(SELECTED TEXT)
Two of my current favourite pictures: the top one a photograph by Thomas Hoepker, taken in Brooklyn on 11 September 2001, the other is Seurat’s La Grande Jatte on a Sunday afternoon, painted in 1884.
They are 117 years apart, but it just struck me how similar they are in both composition and subject: urban middle class groups enjoying the sunshine, albeit a little passively in the Brooklyn picture.
I would have said that the Brooklyn people are more relaxed. What do you mean by “passively” ? Not standing bolt upright and stiff as their whalebone fannies, as in the Seurat ? The only things moving there are the three animals – the little dog rushing at the big one, and the monkey tensed to spring out of the way when the fur flies.
Is it certain that the top one isn’t photo-shopped?
Yes, it’s certain. Here are responses from two of the people in the photo to accusations that they look like they didn’t care about the WTC collapse.
Stu, they aren’t doing anything about the explosion. That’s what makes the photo unsettling. Seurat’s got all sorts of activities going on, though no big explosion, of course.
Most of the Jatte people are are looking impassively in one direction, towards the water. You can’t imagine that they are watching someone not waving, but drowning ?
Could be. I always think the woman on the left must have wheels instead of legs. Right, I mean. Woman on the right.
Or else she is a sort of half-centaur, with the hind end of a quadruped under there.
In fact, she could play both the front and back ends of the pantomime horse.
La Grande Jatte is one of the many small islands in the Seine as it leaves Paris and meanders West towards the sea. In the 19th century these islands were very popular places to reach by boat on a Sunday sfternoon. Renoir also did several paintings showing people in cafés and dancehalls near the river. The people here are relaxing (even if rather stiffly) and watching the boating activity on the river. The meandering Seine is very slow and calm, an ideal place for rowing a small boat. It is very unlikely that anyone is bathing, let alone drowning.
I am merely pointing out that it is all too easy to interpret what you see in a painting or photograph as “people behaving improperly”. One role of the imagination is to provide speculation to fill the gaps in your knowledge. Another is to find fault.
Yet another use for the imagination is to paint and photograph in such a way as to stir up speculation, fault-finding and controversy. That is apparently what the photographer in this case was trying to do.
I ought to have mentioned that if you click on the Seurat you can see a lot of interesting detail: the man walking along blowing a what? French horn? for example. You can’t do that with the Hoepker photo; though you can get it up in Google’s “large images” category, the size magically diminishes when you reproduce it. Presumably that’s because an “original” print costs $38, 000, I think it is. Hoepker is a well-known and well-regarded Magnum photographer who is, presumably, not averse to his work stirring up the speculation, fault-finding and controversy that Stu mentions.

(SUPPLIED RECORDS)
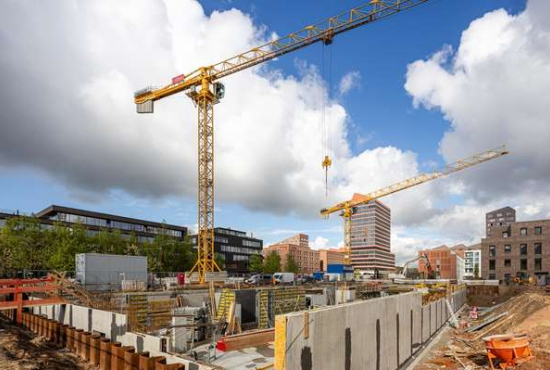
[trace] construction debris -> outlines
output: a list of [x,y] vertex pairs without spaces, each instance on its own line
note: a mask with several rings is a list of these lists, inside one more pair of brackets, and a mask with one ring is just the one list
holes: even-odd
[[[470,318],[470,309],[465,309],[458,317],[462,329],[449,329],[429,356],[416,365],[414,370],[488,369],[491,368],[488,352],[493,354],[491,361],[494,368],[500,369],[498,366],[501,365],[497,364],[506,365],[498,356],[495,357],[494,343],[489,350],[486,346],[486,341],[491,342],[495,335],[499,335],[496,338],[501,340],[518,336],[522,338],[520,347],[523,348],[525,358],[514,369],[550,369],[550,296],[544,289],[526,287],[522,293],[504,303],[493,307],[479,307],[478,315],[477,320]],[[525,349],[527,342],[530,350]],[[532,358],[529,357],[531,353]],[[519,352],[516,351],[516,354]],[[510,358],[508,361],[511,361]]]

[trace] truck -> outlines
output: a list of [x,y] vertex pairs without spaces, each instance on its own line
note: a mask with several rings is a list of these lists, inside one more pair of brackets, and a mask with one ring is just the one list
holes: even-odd
[[276,272],[273,274],[275,284],[289,284],[294,282],[293,272]]

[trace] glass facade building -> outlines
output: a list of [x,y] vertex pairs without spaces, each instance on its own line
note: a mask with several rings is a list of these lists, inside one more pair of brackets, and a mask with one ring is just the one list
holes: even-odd
[[[196,248],[197,236],[192,235],[190,240]],[[225,270],[230,274],[248,273],[250,256],[261,254],[263,244],[263,240],[248,236],[244,231],[214,228],[214,252],[223,258]]]
[[391,211],[378,200],[354,208],[351,217],[351,263],[363,271],[393,271]]
[[[0,228],[5,225],[5,220],[11,217],[18,217],[18,214],[0,214]],[[86,234],[88,236],[97,235],[100,230],[118,230],[120,231],[120,235],[125,239],[130,239],[132,235],[135,235],[138,243],[150,243],[158,235],[168,235],[179,240],[184,240],[187,235],[187,228],[184,226],[169,225],[57,205],[49,206],[33,214],[33,217],[40,219],[40,223],[44,229],[52,227],[56,222],[61,222],[66,225],[80,224],[86,228]]]

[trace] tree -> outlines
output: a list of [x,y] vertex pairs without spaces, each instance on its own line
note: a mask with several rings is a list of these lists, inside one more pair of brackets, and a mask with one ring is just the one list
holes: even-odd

(GIVEN TASK A) Rewrite everything in the records from the line containing "[trace] glass facade building -> outlines" down to the end of the records, swapping "even-odd" for "nonzero" and keeping everything else the same.
(GIVEN TASK B) Continue the discussion comparing the Hoepker photograph with Seurat's La Grande Jatte, picking up after its last comment.
The text and the records come from separate sources.

(FINAL RESULT A)
[trace] glass facade building -> outlines
output: a list of [x,y] vertex pairs without spaces, each instance on its own line
note: a mask with several rings is a list of these lists, inside one more pair of brackets, and a mask with one ring is just the one list
holes: nonzero
[[[196,248],[197,236],[192,235],[190,240]],[[225,270],[230,274],[248,273],[250,256],[261,254],[263,244],[263,240],[248,236],[244,231],[214,228],[214,252],[223,258]]]
[[391,211],[378,200],[354,208],[351,217],[351,263],[363,271],[393,271]]
[[[0,228],[5,225],[5,220],[11,217],[18,217],[18,214],[0,214]],[[86,234],[88,236],[97,235],[100,230],[118,230],[120,231],[120,235],[125,239],[130,239],[132,235],[135,235],[138,243],[150,243],[158,235],[168,235],[179,240],[184,240],[187,235],[187,228],[184,226],[169,225],[57,205],[49,206],[33,214],[33,217],[40,219],[40,223],[44,229],[52,227],[56,222],[61,222],[66,225],[80,224],[86,228]]]

[trace] tree -> outlines
output: a list of [x,y] vertex pairs without spaces, each instance on its own line
note: a mask with several rings is a list of these lists, inside one more pair of brackets, and a mask with one ring is just the one list
holes: nonzero

(FINAL RESULT B)
A bit like Schubert, who also died at the age of 31, the very great Georges Seurat, inventor of Pointillism, had one of those 19C. what-if-they’d-lived careers. He made several smaller paintings of La Grande Jatte as well as other pictures of similar scenes by the Seine. His circus paintings are marvelously atmospheric and they provide an introduction to some subsequent 20th C. themes (Futurism & artificial lighting and Photorealism, for example), as well as being great works in their own right.
On Arte last year there were several long documentaries on painters in the 19C – not something I would usually watch. What grabbed me were the sections on (to me unknown) women, sometimes mistresses then wives of certain painters, who themselves created fabulous paintings. I can’t remember any names, unfortunately. They are known to art historians of the period, but not to the general intelligent public (me), I think.
Another startling bit of news was that it was the women who could be seen to have “invented” or introduced certain techniques in their paintings – in many cases portraits of women including self-portraits. I think Pointillism may have been one of those techniques, but don’t bet on my memory being right.
Although, as is well-known, I have often been a dismissive misogynic bastard when it comes to Femininity As Such, I have to admit that over the years I have encountered more than enough instances in which dead white males, before and after dying, have tried to keep unusual women locked up in the cupboards of history. The article on Pointillism does not mention a single woman, although I know from the Arte documentaries that there were some who played substantial roles.
The feminist tracts I have read over the years have influenced me only in a superficial, emotional way. Acquiring concrete knowledge has convinced me more than bra-brandishing ever did. I guess that’s a typically male experience…
In this week’s TLS there is a fascinating article on Victoria Welby (who she !?) and her “significs”. She helped Pierce get his ideas worked out and influenced Richards and Ogden (The Meaning of Meaning). From passages by her quoted in the article, you can see that she would not have liked their “Basic English” initiative. Orwell agreed with her – his Newspeak was a satire on that Basic English business, something I did not know.
That’s all very interesting, Stu. Thanks. I suppose I ought to get the TLS & NY Review. I don’t think we can get Arte even though we are very arty.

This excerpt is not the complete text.